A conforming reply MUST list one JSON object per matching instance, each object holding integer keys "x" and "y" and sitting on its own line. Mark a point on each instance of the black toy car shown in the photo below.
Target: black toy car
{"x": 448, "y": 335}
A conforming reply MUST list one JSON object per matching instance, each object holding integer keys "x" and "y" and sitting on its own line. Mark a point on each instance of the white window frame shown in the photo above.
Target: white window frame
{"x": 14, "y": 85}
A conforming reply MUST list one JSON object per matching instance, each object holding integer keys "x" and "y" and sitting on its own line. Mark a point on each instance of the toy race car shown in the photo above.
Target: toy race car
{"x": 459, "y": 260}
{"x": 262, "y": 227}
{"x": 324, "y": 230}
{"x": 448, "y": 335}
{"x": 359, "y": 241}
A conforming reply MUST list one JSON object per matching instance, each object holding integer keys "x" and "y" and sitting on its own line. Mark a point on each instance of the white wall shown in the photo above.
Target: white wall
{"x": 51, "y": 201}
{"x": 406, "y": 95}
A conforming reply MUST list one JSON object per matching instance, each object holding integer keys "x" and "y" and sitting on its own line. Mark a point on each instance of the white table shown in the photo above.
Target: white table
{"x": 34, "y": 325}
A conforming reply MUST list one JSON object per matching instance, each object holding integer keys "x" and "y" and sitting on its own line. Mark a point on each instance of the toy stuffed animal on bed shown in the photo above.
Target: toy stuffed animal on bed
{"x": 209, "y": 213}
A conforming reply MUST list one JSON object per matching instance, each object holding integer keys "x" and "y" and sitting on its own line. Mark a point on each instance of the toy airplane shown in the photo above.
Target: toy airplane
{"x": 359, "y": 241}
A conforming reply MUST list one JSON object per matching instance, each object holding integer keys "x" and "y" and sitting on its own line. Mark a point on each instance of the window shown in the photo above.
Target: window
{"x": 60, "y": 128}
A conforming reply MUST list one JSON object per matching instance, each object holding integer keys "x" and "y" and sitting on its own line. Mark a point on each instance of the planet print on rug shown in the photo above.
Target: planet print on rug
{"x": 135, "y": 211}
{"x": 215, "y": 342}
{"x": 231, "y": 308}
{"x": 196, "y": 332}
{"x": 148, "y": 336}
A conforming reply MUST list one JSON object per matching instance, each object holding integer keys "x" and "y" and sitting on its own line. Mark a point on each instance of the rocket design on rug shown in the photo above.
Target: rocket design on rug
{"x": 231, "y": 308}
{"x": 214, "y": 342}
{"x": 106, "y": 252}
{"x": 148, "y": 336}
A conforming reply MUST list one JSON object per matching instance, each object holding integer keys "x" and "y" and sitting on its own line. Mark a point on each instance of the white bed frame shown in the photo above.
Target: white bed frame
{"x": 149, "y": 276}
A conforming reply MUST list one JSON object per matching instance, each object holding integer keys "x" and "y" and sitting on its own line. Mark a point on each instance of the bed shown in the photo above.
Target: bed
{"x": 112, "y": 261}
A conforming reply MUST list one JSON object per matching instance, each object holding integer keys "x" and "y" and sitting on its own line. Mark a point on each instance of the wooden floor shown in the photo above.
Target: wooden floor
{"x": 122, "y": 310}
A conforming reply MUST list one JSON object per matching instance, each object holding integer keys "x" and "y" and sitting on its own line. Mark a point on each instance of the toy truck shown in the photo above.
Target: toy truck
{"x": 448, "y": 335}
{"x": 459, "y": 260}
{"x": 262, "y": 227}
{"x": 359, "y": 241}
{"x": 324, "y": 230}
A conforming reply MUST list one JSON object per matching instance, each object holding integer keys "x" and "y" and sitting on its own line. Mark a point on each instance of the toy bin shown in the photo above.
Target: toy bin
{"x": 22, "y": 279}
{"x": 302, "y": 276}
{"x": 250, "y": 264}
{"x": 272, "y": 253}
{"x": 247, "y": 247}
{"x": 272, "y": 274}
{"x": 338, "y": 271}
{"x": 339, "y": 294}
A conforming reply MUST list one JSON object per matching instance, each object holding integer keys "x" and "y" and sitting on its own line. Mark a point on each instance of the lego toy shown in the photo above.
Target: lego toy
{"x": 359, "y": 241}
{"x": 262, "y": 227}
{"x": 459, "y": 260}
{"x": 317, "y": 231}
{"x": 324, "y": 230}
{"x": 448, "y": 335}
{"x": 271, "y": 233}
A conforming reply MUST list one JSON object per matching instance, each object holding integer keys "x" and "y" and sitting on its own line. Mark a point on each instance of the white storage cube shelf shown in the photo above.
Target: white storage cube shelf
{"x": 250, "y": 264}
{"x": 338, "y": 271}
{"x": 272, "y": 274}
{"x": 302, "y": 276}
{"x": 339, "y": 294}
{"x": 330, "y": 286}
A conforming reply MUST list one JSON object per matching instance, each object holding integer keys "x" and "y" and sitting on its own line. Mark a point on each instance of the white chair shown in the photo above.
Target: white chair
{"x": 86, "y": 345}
--------------------------------
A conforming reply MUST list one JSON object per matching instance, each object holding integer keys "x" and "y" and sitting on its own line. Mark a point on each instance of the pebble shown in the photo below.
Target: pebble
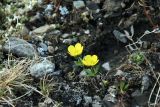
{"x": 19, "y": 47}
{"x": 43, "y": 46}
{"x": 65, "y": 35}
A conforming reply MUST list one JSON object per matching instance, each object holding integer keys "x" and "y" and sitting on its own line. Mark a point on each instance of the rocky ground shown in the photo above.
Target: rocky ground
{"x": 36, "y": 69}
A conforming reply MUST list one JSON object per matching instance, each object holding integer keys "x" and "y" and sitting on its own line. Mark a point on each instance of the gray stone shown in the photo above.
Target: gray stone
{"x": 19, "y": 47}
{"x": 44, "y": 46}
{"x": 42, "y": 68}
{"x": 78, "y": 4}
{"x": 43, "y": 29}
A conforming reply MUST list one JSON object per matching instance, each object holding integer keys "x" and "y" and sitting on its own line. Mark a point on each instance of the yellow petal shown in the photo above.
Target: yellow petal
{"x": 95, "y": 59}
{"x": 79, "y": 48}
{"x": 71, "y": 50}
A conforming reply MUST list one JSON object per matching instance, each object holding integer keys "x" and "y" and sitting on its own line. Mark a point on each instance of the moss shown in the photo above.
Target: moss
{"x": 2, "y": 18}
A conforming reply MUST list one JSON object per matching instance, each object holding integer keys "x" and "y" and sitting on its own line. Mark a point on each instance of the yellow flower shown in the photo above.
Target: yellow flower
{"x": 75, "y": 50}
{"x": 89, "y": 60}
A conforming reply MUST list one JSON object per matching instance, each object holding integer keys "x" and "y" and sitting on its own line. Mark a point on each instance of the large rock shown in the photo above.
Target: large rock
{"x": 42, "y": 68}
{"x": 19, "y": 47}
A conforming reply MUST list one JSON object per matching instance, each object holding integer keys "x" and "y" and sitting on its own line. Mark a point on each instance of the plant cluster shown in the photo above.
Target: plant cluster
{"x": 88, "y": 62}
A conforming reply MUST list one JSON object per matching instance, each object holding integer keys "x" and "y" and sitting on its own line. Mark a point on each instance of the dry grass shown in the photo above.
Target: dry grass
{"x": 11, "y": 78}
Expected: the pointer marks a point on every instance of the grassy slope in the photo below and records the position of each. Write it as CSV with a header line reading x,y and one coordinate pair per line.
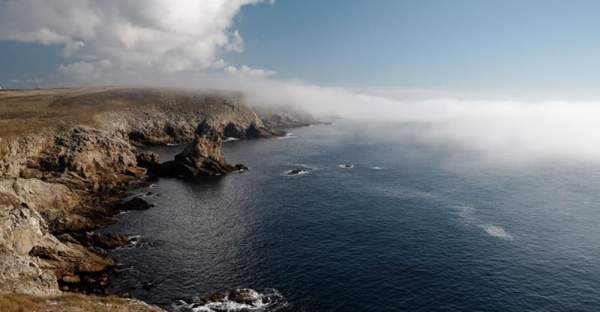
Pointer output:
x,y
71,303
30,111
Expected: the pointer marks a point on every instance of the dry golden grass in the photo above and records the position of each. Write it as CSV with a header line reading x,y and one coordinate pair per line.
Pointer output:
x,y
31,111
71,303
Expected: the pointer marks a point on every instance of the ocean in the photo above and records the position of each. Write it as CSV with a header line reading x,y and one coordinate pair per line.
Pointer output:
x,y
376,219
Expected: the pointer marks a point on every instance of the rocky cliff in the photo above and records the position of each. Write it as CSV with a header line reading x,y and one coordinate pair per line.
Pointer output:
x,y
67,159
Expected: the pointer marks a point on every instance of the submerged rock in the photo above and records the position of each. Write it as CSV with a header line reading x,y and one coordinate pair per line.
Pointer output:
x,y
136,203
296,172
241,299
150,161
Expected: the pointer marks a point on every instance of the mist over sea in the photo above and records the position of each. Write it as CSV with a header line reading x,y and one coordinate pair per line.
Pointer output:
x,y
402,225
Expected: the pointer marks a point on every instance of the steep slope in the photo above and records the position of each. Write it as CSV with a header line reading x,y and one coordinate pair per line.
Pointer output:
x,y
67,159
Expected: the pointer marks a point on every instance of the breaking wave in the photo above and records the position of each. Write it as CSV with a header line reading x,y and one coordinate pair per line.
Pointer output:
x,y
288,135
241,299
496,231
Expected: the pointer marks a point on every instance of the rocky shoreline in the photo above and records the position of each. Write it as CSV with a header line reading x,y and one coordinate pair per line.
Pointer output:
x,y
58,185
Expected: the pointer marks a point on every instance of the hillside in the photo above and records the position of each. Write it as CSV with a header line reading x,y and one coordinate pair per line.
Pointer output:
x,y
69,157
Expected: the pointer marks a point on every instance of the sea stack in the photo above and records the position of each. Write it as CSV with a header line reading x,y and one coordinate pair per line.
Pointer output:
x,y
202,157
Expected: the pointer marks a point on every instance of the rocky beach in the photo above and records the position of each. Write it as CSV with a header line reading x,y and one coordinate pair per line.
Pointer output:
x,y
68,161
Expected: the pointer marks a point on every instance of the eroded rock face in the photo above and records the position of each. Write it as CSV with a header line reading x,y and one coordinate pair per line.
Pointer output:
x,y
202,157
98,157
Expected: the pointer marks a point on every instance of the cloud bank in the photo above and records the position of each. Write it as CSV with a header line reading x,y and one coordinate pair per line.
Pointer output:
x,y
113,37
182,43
--------------------------------
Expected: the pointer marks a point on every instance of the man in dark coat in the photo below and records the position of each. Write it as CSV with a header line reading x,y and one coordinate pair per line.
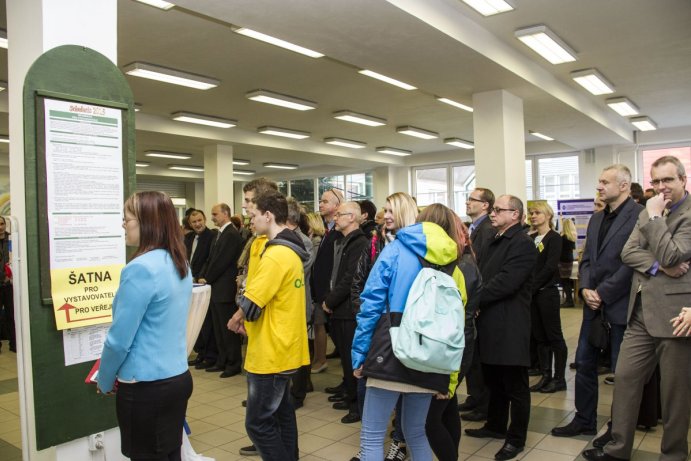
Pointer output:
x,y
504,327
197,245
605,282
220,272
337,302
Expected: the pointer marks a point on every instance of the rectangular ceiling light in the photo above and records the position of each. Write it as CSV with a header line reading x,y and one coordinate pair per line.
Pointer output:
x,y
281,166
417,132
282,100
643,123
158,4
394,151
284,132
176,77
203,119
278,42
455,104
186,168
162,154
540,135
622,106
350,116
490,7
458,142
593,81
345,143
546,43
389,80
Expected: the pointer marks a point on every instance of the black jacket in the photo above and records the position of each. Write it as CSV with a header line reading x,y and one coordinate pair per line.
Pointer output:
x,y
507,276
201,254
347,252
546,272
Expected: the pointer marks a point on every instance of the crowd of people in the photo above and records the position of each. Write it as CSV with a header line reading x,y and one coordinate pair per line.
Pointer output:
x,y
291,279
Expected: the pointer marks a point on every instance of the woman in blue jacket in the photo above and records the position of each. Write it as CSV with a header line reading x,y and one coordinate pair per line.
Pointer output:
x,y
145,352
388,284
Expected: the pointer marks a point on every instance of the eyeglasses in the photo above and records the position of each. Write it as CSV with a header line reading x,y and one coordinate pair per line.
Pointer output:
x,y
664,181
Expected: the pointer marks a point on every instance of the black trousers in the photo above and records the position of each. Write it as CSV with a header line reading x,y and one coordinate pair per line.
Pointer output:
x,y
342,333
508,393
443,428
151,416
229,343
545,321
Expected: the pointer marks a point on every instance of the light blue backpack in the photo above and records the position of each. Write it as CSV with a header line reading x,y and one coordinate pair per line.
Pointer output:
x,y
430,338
--------------------------------
▶ What needs to be done
Gather every line in the records above that contains the word "ground", and copy each of those lines in full.

▶ The response
A conforming reply MUST list one JSON object per matching instance, each object holding integer keys "x" and "y" and sitting on its own line. Mark a point on each instance of the rocky ground shown in the photo above.
Target: rocky ground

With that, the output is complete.